GIVEN INSTRUCTION
List every line of the rows below that contains the word "gate".
## START
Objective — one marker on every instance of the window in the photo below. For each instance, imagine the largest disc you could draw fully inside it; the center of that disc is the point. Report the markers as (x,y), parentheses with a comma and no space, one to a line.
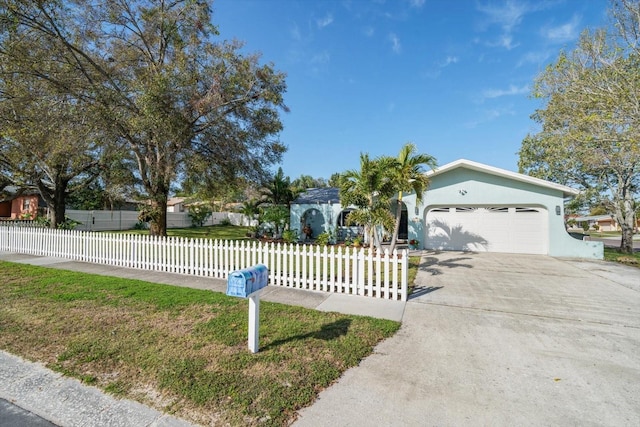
(526,210)
(342,218)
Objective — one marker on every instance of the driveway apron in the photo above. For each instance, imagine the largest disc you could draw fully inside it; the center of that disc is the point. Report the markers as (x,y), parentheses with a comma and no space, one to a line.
(501,339)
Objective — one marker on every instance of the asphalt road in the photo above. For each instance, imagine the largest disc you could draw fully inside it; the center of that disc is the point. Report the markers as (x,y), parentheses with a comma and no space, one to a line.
(15,416)
(613,242)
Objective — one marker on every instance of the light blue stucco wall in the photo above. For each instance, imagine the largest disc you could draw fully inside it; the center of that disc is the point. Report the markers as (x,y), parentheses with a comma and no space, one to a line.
(329,212)
(468,187)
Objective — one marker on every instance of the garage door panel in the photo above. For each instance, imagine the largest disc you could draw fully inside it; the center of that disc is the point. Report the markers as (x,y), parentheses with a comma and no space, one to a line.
(487,229)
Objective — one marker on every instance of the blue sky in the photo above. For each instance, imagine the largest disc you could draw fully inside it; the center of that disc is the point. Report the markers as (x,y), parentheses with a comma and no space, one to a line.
(452,76)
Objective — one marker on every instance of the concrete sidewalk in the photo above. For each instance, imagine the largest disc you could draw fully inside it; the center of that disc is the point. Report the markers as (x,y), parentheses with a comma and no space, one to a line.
(68,402)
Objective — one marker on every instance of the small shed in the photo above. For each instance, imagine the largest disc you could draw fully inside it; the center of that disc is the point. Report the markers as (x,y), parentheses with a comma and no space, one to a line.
(320,210)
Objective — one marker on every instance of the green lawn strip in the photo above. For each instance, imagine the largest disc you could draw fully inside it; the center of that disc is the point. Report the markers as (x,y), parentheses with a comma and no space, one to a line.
(222,232)
(231,232)
(181,350)
(614,255)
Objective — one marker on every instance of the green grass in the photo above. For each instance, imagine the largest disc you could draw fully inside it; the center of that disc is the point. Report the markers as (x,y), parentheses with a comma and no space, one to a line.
(614,255)
(222,232)
(183,351)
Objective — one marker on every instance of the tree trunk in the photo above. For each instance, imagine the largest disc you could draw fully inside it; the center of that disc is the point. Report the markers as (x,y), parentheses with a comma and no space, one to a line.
(55,198)
(59,210)
(396,227)
(158,225)
(625,216)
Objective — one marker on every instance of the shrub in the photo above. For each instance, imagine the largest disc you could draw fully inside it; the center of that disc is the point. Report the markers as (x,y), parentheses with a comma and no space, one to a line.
(141,225)
(290,236)
(323,239)
(199,214)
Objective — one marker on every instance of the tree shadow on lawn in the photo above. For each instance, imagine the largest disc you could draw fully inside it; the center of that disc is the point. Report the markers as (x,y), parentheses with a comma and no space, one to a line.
(327,332)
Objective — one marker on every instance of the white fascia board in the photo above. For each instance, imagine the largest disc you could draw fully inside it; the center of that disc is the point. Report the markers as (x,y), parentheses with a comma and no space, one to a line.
(480,167)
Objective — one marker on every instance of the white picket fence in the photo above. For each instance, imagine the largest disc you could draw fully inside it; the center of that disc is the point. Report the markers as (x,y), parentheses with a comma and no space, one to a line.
(319,268)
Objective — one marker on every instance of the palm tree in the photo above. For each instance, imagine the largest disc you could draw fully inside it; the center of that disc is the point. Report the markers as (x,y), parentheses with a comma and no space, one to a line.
(369,189)
(409,175)
(279,191)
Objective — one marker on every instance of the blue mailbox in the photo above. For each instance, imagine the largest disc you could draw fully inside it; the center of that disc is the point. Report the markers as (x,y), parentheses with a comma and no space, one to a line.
(242,283)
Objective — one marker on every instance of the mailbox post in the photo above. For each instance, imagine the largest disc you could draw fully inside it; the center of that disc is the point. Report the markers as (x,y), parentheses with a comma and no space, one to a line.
(247,283)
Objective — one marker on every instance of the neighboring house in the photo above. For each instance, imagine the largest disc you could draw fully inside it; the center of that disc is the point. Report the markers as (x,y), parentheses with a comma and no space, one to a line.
(603,222)
(15,204)
(470,206)
(176,204)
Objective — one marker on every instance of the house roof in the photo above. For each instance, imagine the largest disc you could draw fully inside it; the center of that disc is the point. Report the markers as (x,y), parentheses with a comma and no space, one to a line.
(172,201)
(12,192)
(318,195)
(594,218)
(480,167)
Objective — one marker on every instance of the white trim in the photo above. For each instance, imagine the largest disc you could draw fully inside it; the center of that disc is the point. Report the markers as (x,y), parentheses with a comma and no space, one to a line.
(480,167)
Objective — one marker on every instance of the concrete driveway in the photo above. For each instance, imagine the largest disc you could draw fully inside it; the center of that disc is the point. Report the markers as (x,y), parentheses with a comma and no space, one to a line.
(498,339)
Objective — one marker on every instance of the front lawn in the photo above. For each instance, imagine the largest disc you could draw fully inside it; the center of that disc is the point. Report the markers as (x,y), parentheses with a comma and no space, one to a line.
(614,255)
(180,350)
(221,232)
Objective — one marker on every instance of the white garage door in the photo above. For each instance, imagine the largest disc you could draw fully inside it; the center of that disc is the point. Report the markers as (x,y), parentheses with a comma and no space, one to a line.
(488,229)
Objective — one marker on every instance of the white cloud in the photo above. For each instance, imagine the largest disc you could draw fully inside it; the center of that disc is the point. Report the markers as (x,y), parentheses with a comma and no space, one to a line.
(321,58)
(448,61)
(563,33)
(395,43)
(512,90)
(323,22)
(490,115)
(508,15)
(536,58)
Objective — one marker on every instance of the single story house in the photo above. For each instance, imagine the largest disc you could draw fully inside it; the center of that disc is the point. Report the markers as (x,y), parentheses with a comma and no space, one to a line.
(176,204)
(603,222)
(468,206)
(16,204)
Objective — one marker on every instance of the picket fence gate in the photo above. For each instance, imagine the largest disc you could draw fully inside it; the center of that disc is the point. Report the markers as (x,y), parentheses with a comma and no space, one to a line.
(338,269)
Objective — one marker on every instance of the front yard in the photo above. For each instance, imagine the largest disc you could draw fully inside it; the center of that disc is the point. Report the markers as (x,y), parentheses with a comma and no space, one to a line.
(180,350)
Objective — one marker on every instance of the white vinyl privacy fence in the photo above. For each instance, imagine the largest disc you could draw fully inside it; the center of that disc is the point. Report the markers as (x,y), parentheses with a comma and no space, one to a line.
(125,220)
(319,268)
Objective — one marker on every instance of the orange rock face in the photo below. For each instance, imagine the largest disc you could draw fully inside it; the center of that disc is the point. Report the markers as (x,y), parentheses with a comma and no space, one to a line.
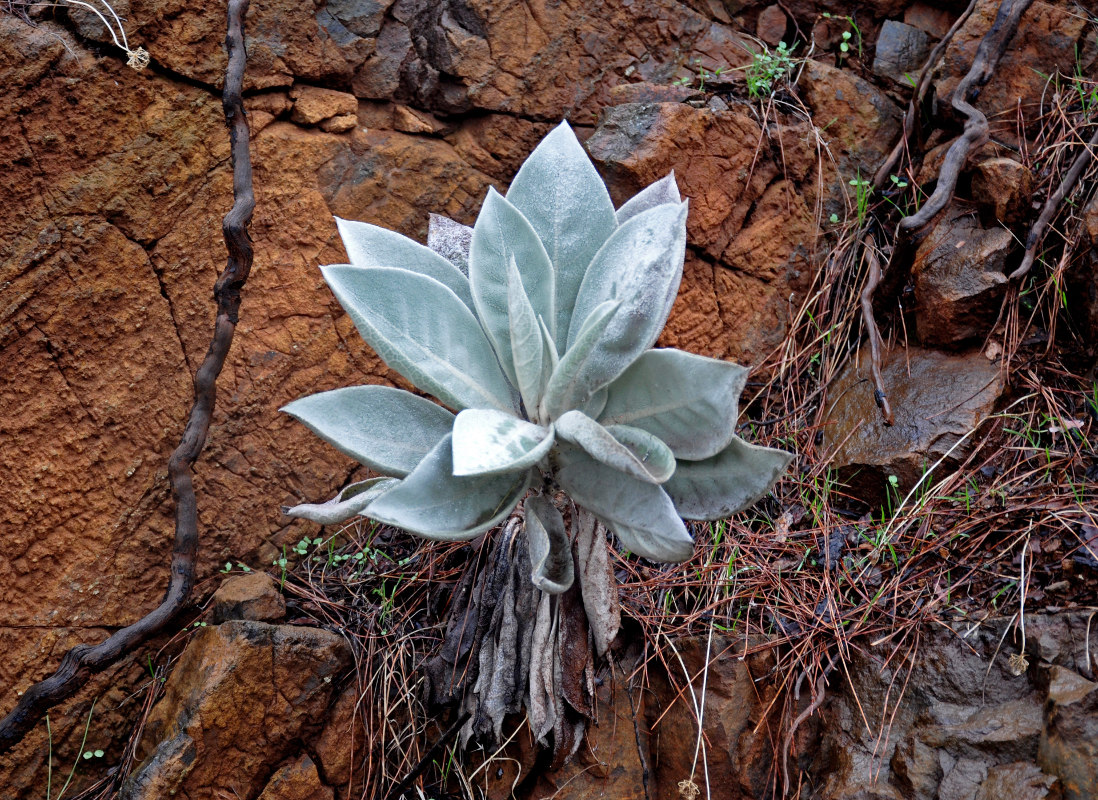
## END
EXERCISE RESULT
Objective — one marker on every instance of the picket fence gate in the photo above. For each instance, imagine the largest disc you could draw fully inside it; the center of that disc is the point. Report the markers as (x,y), parentheses with a comma and no space, one to a line.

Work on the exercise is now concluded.